> DATA
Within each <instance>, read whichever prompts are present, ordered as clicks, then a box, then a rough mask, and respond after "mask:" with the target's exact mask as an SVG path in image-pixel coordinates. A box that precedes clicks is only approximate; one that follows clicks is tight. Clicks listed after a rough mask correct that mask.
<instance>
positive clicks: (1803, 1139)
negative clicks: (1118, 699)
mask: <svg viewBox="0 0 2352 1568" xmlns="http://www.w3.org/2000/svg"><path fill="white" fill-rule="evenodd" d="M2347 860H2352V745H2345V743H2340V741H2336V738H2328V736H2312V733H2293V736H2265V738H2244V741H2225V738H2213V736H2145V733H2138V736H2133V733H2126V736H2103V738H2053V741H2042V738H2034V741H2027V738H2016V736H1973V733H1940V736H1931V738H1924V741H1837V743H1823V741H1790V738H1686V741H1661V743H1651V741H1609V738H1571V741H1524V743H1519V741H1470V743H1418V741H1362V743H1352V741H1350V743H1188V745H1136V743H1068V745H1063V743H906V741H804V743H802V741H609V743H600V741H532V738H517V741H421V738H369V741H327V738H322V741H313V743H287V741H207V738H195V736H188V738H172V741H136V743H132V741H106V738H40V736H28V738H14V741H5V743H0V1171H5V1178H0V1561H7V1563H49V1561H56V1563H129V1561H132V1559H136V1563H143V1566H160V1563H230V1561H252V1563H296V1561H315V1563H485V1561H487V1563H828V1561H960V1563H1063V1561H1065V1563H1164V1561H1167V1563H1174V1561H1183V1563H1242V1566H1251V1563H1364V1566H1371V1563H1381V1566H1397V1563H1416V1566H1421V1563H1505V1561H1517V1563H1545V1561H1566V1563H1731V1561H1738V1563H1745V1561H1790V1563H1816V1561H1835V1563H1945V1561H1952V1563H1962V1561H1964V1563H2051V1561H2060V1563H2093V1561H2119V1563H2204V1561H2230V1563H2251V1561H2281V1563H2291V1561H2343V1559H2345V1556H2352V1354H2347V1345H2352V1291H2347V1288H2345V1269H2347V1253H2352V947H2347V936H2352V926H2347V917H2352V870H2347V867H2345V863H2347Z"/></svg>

> EXERCISE PROMPT
Convert every item above into a two-column CSV with the headers item and answer. Give one row per item, with the item's text and its answer each in a single quoted field and any line breaks replaced by spaces.

> PROBLEM SOLUTION
item,answer
"Within each <instance>, read whichever prompts are present, ordered as clicks, then a box, then a rough mask, and respond after ""mask:"" with the target's exact mask as an SVG path in image-pixel coordinates. A box that precedes clicks is only approximate; one that follows clicks is tight. Clicks listed after a rough mask correct that mask. <instance> positive clicks: (1803, 1139) negative clicks: (1118, 699)","mask: <svg viewBox=""0 0 2352 1568"" xmlns=""http://www.w3.org/2000/svg""><path fill=""white"" fill-rule=""evenodd"" d=""M2347 860H2352V745H2345V743H2340V741H2336V738H2328V736H2312V733H2293V736H2265V738H2244V741H2225V738H2213V736H2145V733H2138V736H2133V733H2126V736H2103V738H2053V741H2042V738H2034V741H2027V738H2016V736H1973V733H1940V736H1931V738H1924V741H1837V743H1823V741H1790V738H1686V741H1661V743H1651V741H1609V738H1571V741H1524V743H1519V741H1470V743H1418V741H1362V743H1352V741H1350V743H1188V745H1136V743H1068V745H1063V743H906V741H804V743H802V741H609V743H600V741H532V738H517V741H421V738H369V741H327V738H322V741H313V743H287V741H207V738H195V736H188V738H172V741H136V743H132V741H106V738H40V736H28V738H14V741H5V743H0V1171H5V1178H0V1561H7V1563H49V1561H56V1563H129V1561H132V1559H136V1563H143V1566H160V1563H230V1561H252V1563H296V1561H315V1563H485V1561H487V1563H828V1561H960V1563H1063V1561H1065V1563H1164V1561H1167V1563H1174V1561H1183V1563H1242V1566H1251V1563H1364V1566H1371V1563H1381V1566H1397V1563H1416V1566H1421V1563H1505V1561H1517V1563H1545V1561H1566V1563H1731V1561H1738V1563H1745V1561H1790V1563H1816V1561H1835V1563H1945V1561H1952V1563H1962V1561H1964V1563H2051V1561H2060V1563H2093V1561H2119V1563H2204V1561H2230V1563H2251V1561H2281V1563H2291V1561H2343V1559H2345V1556H2352V1354H2347V1345H2352V1291H2347V1288H2345V1269H2347V1253H2352V947H2347V936H2352V926H2347V917H2352V870H2347V867H2345V863H2347Z""/></svg>"